Work to be completed: Each entry in the listing below should be returned precisely as it is.

########################################

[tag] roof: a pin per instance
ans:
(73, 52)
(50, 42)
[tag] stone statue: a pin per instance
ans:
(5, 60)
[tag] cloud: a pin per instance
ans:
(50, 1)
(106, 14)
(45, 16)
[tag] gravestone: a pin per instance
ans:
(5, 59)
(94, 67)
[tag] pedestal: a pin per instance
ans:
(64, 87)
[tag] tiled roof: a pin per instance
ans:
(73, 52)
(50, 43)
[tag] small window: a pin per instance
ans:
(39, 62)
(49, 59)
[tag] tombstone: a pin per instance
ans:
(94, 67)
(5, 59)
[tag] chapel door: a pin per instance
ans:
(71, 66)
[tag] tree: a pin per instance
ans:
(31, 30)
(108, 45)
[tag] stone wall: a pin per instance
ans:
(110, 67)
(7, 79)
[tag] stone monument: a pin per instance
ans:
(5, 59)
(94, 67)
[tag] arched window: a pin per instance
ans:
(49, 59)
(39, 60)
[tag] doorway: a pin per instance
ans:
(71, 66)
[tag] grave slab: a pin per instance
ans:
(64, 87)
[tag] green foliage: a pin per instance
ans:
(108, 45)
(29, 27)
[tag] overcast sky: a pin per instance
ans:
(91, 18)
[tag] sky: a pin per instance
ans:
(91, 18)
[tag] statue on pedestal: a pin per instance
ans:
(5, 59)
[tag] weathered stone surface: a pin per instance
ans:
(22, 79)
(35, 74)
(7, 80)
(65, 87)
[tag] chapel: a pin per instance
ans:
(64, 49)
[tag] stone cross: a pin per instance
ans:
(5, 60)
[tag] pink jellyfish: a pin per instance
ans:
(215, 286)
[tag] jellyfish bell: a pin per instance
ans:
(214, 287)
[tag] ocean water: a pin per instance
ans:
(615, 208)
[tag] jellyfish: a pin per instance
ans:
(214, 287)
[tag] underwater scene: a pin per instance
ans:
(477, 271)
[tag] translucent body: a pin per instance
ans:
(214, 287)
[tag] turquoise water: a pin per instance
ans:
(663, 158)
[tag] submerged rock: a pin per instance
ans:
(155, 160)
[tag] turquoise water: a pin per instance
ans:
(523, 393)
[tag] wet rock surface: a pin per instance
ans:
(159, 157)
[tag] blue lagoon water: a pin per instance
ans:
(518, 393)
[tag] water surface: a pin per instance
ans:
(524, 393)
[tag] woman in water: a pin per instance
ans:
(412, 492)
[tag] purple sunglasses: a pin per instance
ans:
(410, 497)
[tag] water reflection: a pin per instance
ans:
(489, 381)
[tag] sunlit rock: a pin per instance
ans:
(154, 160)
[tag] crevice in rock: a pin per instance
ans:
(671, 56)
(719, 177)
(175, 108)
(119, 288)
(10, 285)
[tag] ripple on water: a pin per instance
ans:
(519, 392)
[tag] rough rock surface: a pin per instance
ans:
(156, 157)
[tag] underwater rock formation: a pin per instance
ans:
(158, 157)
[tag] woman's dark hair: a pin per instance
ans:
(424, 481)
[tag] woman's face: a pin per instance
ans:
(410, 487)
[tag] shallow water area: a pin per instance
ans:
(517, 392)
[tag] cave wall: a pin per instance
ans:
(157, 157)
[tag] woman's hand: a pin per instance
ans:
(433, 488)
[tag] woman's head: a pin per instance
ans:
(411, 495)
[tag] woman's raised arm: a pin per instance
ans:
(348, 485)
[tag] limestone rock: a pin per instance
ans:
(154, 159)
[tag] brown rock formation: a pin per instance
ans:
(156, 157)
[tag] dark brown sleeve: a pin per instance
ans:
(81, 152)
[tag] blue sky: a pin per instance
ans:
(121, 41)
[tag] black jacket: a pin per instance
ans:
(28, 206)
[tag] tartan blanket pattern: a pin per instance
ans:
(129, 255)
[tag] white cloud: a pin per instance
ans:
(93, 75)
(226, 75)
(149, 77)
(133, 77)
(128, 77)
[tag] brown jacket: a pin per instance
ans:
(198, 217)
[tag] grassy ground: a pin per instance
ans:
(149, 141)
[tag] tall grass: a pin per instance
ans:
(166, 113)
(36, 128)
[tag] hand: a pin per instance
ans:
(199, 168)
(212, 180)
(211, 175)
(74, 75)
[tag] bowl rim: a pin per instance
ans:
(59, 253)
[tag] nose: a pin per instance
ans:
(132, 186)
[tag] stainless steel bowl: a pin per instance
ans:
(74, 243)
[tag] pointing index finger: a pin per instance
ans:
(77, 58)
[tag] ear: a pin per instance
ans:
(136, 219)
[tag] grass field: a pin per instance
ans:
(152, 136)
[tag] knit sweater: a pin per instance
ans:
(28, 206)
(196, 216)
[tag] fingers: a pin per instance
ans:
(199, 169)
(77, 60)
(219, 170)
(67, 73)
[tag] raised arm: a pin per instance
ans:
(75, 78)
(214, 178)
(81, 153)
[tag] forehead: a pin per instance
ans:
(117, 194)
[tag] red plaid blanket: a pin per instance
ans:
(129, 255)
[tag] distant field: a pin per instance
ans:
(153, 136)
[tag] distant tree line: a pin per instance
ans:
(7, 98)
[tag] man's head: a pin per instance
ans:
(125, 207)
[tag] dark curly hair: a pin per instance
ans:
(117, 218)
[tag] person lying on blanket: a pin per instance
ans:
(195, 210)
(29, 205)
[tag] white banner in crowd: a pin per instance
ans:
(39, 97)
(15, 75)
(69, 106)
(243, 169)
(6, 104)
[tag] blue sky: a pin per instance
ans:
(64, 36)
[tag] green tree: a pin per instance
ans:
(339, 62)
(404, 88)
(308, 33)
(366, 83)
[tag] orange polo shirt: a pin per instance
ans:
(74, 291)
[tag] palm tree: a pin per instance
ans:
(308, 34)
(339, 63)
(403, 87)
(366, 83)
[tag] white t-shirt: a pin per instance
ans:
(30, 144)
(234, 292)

########################################

Your response:
[tag] roof: a pin per instance
ans:
(73, 52)
(50, 42)
[tag] stone statue: a pin per instance
ans:
(5, 60)
[tag] cloud: a pin per instance
ans:
(50, 1)
(106, 14)
(45, 16)
[tag] gravestone: a pin per instance
ans:
(5, 59)
(94, 67)
[tag] pedestal: a pin per instance
ans:
(64, 87)
[tag] tiled roof: a pin per instance
ans:
(73, 52)
(50, 43)
[tag] small window: a pin per instance
ans:
(39, 62)
(49, 59)
[tag] tombstone: a pin per instance
ans:
(94, 67)
(5, 59)
[tag] chapel door: a pin per instance
ans:
(71, 66)
[tag] tree: a pin per instance
ans:
(31, 30)
(108, 45)
[tag] stone wall: a pin per instance
ans:
(110, 67)
(7, 79)
[tag] stone monument: a pin per instance
ans:
(5, 59)
(94, 67)
[tag] arched window: a pin per instance
ans:
(49, 59)
(39, 60)
[tag] doorway: a pin per instance
ans:
(71, 66)
[tag] grave slab: a pin per instance
ans:
(64, 87)
[tag] green foliage: a pin per instance
ans:
(108, 45)
(29, 27)
[tag] overcast sky: a pin per instance
ans:
(91, 18)
[tag] sky: a pin per instance
ans:
(91, 18)
[tag] statue on pedestal: a pin per instance
ans:
(5, 59)
[tag] weathered stone surface: a pin per instance
ans:
(22, 79)
(35, 74)
(7, 80)
(65, 87)
[tag] chapel: a pin per instance
ans:
(64, 49)
[tag] stone cross: a pin per instance
ans:
(5, 60)
[tag] pink jellyfish: a pin per instance
ans:
(215, 286)
[tag] jellyfish bell: a pin per instance
ans:
(214, 287)
[tag] ocean water: a pin per instance
ans:
(615, 208)
[tag] jellyfish: a pin per instance
ans:
(214, 287)
[tag] underwater scene: a pin per instance
ans:
(477, 271)
[tag] translucent body: a pin per instance
ans:
(214, 287)
[tag] turquoise water: a pin per instance
ans:
(663, 158)
[tag] submerged rock: a pin per instance
ans:
(155, 160)
[tag] turquoise water: a pin per instance
ans:
(523, 393)
[tag] wet rock surface: a pin per instance
ans:
(159, 157)
[tag] blue lagoon water: a pin per instance
ans:
(518, 393)
[tag] water surface: a pin per instance
ans:
(524, 393)
[tag] woman in water: a pin per instance
ans:
(412, 492)
[tag] purple sunglasses: a pin per instance
ans:
(410, 497)
[tag] water reflection: a pin per instance
ans:
(489, 381)
[tag] sunlit rock: a pin per instance
ans:
(154, 160)
[tag] crevice in rock: a pin per instance
ans:
(671, 56)
(719, 177)
(175, 108)
(119, 288)
(10, 285)
[tag] ripple on water: a pin per instance
ans:
(519, 392)
[tag] rough rock surface: a pin per instance
ans:
(156, 157)
[tag] underwater rock formation: a pin per instance
ans:
(158, 157)
[tag] woman's dark hair: a pin per instance
ans:
(424, 481)
[tag] woman's face: a pin per instance
ans:
(410, 487)
[tag] shallow water area: a pin per instance
ans:
(517, 392)
[tag] cave wall: a pin per instance
ans:
(157, 157)
[tag] woman's hand: a pin per instance
ans:
(433, 488)
[tag] woman's head: a pin per instance
ans:
(411, 495)
[tag] woman's raised arm: a pin per instance
ans:
(348, 485)
[tag] limestone rock: a pin per instance
ans:
(154, 159)
[tag] brown rock formation: a pin per instance
ans:
(156, 157)
[tag] dark brown sleeve: a pin per instance
ans:
(81, 152)
[tag] blue sky: a pin per instance
ans:
(121, 41)
[tag] black jacket: a pin per instance
ans:
(28, 206)
[tag] tartan blanket pattern: a pin per instance
ans:
(129, 255)
[tag] white cloud: a pin per instance
ans:
(93, 75)
(226, 75)
(149, 77)
(133, 77)
(128, 77)
[tag] brown jacket: a pin per instance
ans:
(198, 217)
[tag] grassy ground: a pin per instance
ans:
(149, 141)
[tag] tall grass: a pin per instance
ans:
(166, 113)
(36, 128)
[tag] hand: a pin per instance
ans:
(199, 168)
(212, 180)
(211, 175)
(74, 75)
[tag] bowl rim: a pin per instance
ans:
(59, 253)
[tag] nose: a pin per instance
ans:
(132, 186)
[tag] stainless steel bowl: a pin per instance
ans:
(74, 243)
[tag] pointing index finger: a pin per instance
ans:
(77, 58)
[tag] ear: a pin per instance
ans:
(136, 219)
[tag] grass field: a pin per instance
ans:
(152, 136)
[tag] knit sweater: a pin per instance
ans:
(28, 206)
(196, 216)
[tag] fingers: a pin per instance
ans:
(199, 169)
(77, 60)
(219, 170)
(67, 73)
[tag] raised arm: a pin per instance
ans:
(75, 78)
(214, 178)
(81, 153)
[tag] forehead: a pin per instance
ans:
(117, 194)
[tag] red plaid blanket: a pin per instance
ans:
(129, 255)
[tag] distant field: a pin per instance
ans:
(153, 136)
[tag] distant tree line: a pin per instance
ans:
(7, 98)
[tag] man's head: a pin per instance
ans:
(125, 207)
[tag] dark curly hair: a pin per instance
ans:
(117, 218)
[tag] person lying on blanket: a pin per instance
ans:
(195, 210)
(29, 205)
[tag] white banner in crowd: a pin per instance
ans:
(39, 97)
(15, 75)
(69, 106)
(243, 169)
(6, 104)
[tag] blue sky: a pin per instance
ans:
(64, 36)
[tag] green tree: a pin per instance
ans:
(339, 62)
(404, 88)
(308, 33)
(366, 83)
[tag] orange polo shirt: a pin per instance
ans:
(74, 291)
[tag] palm tree: a pin per instance
ans:
(308, 34)
(339, 63)
(403, 87)
(366, 83)
[tag] white t-shirt: a pin per instance
ans:
(30, 144)
(234, 292)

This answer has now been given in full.